- _문서_:
+ + +

Mixture of Experts (MoE)¶
개요¶
Mixture of Experts (MoE)는 모델 파라미터를 크게 늘리면서도 계산 비용은 일정하게 유지하는 희소 활성화(sparse activation) 기법이다. 입력에 따라 일부 "전문가(expert)"만 활성화하여 효율적인 스케일링을 달성한다.
핵심 개념¶
희소 활성화 (Sparse Activation)¶
전통적인 Dense 모델은 모든 파라미터가 매 입력에 사용되지만, MoE는 라우터(router)가 선택한 일부 전문가만 활성화된다.
Dense Model: All parameters activated for every input
MoE Model: Only K experts (out of N) activated per token
라우터 (Router/Gating)¶
각 토큰을 어떤 전문가에게 보낼지 결정하는 메커니즘.
기본 수식:
G(x) = softmax(W_g * x) # Gating scores
TopK(G(x)) # Select top K experts
y = sum_{i in TopK} G(x)_i * E_i(x) # Weighted sum of expert outputs
로드 밸런싱¶
특정 전문가에게 토큰이 집중되는 것을 방지하기 위한 보조 손실:
L_balance = alpha * N * sum_i(f_i * P_i)

+ + +

- _제공 자료_:
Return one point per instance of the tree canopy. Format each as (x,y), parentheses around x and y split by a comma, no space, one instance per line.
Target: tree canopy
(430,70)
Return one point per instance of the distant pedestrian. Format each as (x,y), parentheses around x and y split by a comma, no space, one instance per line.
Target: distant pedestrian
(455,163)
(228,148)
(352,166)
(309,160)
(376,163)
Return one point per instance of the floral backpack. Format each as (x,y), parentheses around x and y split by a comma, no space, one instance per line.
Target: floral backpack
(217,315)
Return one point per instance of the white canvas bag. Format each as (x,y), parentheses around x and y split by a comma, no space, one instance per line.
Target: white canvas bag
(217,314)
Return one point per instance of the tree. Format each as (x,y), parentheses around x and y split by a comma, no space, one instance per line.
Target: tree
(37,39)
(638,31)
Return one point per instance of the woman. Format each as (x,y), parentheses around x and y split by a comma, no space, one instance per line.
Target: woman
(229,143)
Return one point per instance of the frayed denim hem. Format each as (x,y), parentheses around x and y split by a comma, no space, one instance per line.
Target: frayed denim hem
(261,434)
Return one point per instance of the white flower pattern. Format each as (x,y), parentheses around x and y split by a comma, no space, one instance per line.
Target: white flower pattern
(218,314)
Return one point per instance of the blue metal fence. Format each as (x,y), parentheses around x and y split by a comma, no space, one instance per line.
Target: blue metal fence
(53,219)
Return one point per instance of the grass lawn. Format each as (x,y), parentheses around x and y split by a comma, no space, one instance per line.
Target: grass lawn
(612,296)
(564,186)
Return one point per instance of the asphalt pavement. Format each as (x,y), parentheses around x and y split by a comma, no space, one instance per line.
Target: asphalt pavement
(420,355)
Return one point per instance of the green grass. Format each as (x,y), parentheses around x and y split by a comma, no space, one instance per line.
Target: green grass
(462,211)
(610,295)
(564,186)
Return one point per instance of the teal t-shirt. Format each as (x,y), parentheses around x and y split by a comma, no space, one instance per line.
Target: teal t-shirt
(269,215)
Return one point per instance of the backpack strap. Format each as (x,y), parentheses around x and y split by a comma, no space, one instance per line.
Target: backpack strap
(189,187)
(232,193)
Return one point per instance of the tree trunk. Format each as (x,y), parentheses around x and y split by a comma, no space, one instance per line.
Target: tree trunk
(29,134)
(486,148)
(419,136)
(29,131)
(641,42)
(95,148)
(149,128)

+ + +

- _연습 과제_:
[A] MoE 문서를 바탕으로 다음 질문에 답하세요.
(i) MoE 모델에서는 토큰당 전문가가 몇 개 활성화되는가?
(ii) 라우터는 어떤 역할을 하는 메커니즘인가?
(iii) 로드 밸런싱의 보조 손실은 무엇을 방지하는가?
[B] MoE 문서를 L_balance 수식 다음 부분부터 이어서 작성하세요.
기록은 MoE 문서와는 별개의 자료입니다.

- _과제 해답_:
[A]
(i) N개의 전문가 중 K개만 활성화된다.
(ii) 각 토큰을 어떤 전문가에게 보낼지 결정한다.
(iii) 특정 전문가에게 토큰이 집중되는 것을 방지한다.

[B]
where:
f_i = fraction of tokens routed to expert i
P_i = average routing probability to expert i
N = number of experts
alpha = balance coefficient
아키텍처 다이어그램¶
MoE Layer 구조¶
Input Token
|
v
+-------------------+
| Router |
| (Linear + Softmax)|
+-------------------+
|
+-------+-------+-------+-------+
| | | | |
[0.4] v [0.1]v [0.3]v [0.2]v |
+-----+ +-----+ +-----+ +-----+ |
| E_0 | | E_1 | | E_2 | | E_3 | |
+-----+ +-----+ +-----+ +-----+ |
(FFN) (FFN) (FFN) (FFN) |
| X | X |
| (not | (not |
| selected) | selected) |
v v |
+-----+ +-----+ |
|0.4*y| |0.3*y| |
+-----+ +-----+ |
\ / |
\ / |
v v |
+---------+ |
| Sum | <-------------------+
+---------+ (residual)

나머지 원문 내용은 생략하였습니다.